» **WORK REQUEST**
Omit the pictures, then reproduce exactly the line bearing "green tree in this photo." and every line after it up to and including the last line of the entries below.

=-=-=

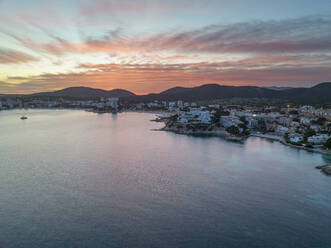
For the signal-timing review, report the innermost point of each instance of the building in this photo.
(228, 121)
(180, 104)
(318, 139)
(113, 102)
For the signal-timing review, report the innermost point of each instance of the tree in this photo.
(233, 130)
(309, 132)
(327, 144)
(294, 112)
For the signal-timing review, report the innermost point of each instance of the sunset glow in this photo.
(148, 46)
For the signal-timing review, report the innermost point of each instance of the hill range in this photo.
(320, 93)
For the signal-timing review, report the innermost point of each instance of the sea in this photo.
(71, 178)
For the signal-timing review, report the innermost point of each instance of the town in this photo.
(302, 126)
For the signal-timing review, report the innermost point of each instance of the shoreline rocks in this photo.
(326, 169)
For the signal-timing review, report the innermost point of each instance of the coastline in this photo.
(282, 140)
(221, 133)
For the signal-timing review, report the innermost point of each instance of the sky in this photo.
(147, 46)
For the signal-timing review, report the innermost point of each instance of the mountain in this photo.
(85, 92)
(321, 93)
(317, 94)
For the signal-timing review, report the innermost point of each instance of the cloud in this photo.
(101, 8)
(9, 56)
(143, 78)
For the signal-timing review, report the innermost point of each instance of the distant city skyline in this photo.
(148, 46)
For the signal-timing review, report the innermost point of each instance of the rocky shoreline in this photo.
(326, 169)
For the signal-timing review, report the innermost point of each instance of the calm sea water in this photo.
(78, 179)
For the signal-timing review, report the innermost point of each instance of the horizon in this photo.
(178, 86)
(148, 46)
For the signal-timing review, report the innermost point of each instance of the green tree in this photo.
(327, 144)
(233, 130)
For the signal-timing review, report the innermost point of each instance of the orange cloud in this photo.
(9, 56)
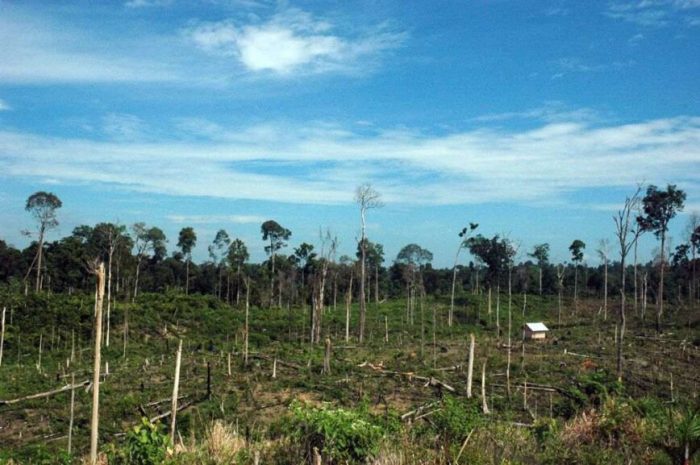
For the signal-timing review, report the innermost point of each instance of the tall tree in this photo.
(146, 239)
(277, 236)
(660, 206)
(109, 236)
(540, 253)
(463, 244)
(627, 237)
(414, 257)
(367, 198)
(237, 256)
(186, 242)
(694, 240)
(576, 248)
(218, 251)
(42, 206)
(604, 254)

=-=-=

» **TASK OUTPUT**
For the signal-timing review, report the innermost point of each instance of the green tree in this photo.
(327, 144)
(233, 130)
For the signal-timing review, report the innermost point of each instance of the orange cloud in this photo.
(9, 56)
For the signal-timing review, report the innermost point of each instance of the tall tree in this photo.
(146, 239)
(277, 236)
(660, 206)
(109, 236)
(540, 253)
(463, 244)
(627, 237)
(414, 257)
(367, 198)
(237, 256)
(186, 242)
(694, 240)
(576, 248)
(218, 251)
(42, 206)
(604, 254)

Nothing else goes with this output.